Direction ▸
Report every line of the material below that contains the word "woman", copying each such line in full. Treat the match as case-sensitive.

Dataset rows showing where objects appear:

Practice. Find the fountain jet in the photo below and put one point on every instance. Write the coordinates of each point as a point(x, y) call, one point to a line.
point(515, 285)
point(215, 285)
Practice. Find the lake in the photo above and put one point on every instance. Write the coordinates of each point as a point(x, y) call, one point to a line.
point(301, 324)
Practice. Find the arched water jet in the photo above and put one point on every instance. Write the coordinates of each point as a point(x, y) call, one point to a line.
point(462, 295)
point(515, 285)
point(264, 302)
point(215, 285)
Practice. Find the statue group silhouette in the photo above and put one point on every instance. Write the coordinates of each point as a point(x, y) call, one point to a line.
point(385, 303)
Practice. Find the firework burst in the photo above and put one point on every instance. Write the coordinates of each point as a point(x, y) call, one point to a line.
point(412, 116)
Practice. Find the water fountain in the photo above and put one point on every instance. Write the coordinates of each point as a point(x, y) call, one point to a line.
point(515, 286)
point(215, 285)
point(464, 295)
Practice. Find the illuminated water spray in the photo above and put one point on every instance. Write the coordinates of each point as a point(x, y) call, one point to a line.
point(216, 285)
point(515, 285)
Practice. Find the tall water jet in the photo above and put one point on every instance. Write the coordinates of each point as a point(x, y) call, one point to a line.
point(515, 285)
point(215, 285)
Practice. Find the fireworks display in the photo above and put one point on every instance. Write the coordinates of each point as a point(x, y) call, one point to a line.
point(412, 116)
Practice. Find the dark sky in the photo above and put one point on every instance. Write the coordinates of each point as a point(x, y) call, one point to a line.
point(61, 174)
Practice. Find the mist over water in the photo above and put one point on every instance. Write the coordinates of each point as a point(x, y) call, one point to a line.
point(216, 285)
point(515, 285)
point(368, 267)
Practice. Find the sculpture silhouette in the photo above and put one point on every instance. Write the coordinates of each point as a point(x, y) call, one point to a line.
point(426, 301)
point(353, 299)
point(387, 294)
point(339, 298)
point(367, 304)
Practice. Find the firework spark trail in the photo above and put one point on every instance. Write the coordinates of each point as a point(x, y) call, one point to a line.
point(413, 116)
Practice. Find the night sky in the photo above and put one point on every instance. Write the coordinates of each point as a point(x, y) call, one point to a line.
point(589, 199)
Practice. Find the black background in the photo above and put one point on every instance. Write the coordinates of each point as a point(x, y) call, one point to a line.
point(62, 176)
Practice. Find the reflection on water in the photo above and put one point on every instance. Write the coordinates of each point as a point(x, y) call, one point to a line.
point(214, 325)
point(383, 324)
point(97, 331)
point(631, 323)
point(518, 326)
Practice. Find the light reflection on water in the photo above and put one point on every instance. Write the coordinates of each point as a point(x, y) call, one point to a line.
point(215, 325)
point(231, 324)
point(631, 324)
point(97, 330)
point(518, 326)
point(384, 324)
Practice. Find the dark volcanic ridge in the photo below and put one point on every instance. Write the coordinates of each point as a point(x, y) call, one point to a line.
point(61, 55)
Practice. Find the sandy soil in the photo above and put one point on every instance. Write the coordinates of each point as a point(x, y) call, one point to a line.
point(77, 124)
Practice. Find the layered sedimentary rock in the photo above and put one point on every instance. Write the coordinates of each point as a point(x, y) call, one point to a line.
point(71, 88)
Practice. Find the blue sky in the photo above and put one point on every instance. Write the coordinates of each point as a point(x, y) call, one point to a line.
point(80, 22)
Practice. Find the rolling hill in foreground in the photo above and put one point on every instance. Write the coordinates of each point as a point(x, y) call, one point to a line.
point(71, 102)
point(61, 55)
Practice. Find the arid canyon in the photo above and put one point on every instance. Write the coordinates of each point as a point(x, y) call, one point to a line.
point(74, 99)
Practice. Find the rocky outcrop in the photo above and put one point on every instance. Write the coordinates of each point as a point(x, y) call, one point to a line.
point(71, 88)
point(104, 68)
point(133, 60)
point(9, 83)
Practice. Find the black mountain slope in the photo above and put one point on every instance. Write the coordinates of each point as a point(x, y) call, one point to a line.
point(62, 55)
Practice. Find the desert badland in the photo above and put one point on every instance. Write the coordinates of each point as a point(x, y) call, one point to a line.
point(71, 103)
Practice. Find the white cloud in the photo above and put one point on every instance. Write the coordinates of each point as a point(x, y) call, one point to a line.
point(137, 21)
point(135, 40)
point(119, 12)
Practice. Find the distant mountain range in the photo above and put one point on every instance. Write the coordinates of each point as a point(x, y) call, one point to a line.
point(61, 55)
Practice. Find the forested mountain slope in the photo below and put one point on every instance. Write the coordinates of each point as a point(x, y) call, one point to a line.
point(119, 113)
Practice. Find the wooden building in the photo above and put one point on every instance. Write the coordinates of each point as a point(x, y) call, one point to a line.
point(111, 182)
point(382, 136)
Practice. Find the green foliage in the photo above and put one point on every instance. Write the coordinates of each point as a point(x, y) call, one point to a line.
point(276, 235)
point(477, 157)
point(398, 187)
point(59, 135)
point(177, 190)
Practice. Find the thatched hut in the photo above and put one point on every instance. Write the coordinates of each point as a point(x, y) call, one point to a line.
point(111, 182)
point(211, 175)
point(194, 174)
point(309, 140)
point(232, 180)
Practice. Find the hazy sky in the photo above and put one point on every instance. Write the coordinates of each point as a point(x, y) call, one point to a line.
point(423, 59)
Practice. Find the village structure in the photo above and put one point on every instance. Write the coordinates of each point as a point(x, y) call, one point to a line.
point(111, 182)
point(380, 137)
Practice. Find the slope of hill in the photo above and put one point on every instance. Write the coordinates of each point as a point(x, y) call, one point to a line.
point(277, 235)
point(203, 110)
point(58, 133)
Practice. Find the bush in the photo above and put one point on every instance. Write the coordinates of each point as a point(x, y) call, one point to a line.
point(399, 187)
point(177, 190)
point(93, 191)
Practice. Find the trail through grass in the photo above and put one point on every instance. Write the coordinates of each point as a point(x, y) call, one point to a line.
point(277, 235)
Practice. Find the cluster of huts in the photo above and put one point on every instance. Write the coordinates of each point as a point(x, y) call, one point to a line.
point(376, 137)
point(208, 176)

---

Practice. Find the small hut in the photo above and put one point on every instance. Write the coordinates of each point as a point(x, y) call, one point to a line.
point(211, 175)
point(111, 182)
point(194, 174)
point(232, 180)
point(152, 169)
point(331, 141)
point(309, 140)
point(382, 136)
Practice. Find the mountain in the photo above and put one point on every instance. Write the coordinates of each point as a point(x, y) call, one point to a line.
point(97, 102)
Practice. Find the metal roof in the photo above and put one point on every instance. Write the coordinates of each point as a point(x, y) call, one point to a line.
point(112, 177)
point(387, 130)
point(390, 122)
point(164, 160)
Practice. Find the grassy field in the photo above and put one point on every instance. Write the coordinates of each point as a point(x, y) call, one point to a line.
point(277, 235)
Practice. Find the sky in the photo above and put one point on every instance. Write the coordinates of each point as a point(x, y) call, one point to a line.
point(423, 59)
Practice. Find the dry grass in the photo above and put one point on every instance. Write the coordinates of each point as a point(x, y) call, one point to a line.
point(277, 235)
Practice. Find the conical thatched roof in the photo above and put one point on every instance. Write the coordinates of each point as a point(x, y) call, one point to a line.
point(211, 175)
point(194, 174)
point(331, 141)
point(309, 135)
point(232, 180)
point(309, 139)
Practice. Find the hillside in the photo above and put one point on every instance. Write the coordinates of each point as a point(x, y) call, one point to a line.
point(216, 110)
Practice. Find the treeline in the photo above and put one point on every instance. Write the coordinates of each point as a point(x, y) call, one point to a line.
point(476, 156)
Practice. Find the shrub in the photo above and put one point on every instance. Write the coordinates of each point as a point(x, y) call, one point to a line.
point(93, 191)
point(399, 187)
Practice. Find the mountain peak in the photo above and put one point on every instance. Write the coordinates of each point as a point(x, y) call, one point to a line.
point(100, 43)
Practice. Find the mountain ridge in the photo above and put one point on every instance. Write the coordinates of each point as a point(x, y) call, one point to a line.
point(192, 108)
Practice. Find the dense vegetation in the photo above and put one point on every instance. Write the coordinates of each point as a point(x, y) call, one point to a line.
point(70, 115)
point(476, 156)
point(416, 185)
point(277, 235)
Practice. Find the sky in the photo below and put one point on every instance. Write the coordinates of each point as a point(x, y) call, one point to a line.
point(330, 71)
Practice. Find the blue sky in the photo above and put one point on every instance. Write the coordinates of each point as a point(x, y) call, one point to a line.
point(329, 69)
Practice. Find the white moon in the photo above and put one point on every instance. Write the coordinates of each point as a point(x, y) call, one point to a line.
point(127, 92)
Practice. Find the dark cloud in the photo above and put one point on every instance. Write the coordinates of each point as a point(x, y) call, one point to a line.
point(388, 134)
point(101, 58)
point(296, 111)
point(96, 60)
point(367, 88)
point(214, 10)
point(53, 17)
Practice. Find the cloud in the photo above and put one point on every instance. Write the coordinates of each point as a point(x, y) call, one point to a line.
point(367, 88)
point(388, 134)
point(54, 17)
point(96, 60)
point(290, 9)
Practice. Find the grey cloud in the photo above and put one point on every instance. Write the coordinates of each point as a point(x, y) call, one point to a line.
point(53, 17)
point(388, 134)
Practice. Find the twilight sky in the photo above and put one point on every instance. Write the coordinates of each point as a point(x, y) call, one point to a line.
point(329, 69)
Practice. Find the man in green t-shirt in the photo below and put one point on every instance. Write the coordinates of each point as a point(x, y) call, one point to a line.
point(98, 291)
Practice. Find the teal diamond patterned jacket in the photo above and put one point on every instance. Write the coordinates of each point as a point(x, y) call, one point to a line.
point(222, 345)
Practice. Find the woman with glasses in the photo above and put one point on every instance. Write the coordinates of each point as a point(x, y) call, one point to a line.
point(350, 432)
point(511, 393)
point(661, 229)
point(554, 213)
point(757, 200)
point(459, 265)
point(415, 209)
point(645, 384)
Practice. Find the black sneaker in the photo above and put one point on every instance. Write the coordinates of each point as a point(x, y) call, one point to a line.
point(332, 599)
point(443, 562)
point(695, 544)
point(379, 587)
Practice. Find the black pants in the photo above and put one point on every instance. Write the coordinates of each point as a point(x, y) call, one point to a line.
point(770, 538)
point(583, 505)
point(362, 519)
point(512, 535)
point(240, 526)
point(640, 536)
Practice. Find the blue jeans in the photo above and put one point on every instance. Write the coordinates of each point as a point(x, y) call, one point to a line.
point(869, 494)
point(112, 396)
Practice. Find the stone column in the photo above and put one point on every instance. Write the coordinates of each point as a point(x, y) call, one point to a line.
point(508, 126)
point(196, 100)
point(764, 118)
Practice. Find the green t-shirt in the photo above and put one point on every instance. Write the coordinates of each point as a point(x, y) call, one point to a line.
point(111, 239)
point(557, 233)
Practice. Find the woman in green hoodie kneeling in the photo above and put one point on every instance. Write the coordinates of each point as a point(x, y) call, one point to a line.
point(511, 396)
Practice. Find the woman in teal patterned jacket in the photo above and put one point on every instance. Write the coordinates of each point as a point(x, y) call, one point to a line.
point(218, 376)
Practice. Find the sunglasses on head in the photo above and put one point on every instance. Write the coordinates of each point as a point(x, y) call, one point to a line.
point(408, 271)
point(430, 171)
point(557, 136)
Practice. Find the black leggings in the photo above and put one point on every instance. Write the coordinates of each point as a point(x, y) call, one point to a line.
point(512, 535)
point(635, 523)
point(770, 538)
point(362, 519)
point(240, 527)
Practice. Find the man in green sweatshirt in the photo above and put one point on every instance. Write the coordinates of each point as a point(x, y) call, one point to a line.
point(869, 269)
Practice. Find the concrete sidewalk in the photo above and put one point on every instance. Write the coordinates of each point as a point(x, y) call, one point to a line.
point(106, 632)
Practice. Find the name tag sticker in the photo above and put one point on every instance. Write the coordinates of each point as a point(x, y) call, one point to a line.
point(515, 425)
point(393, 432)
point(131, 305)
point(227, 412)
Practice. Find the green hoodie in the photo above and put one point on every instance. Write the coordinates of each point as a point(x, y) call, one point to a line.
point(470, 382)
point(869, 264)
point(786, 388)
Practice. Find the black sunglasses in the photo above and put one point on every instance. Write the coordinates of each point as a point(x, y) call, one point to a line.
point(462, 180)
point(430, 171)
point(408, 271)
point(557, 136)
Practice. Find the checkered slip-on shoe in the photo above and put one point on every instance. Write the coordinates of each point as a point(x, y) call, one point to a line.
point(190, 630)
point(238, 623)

Result of this task ▸
Practice. Find the woman with glasses in the photo above and put one point on every instance. Write the coordinates of each point as a point(x, y) call, one point to a line.
Practice. Find the woman in green hoodie kneeling in the photo above and put one point on every instance. Write the coordinates of each point as a point(x, y) call, one point to a line.
Practice. Find the woman in teal patterned jacket in the photo above and put one point on every instance. Write the coordinates of each point as a point(x, y) call, one point to a line.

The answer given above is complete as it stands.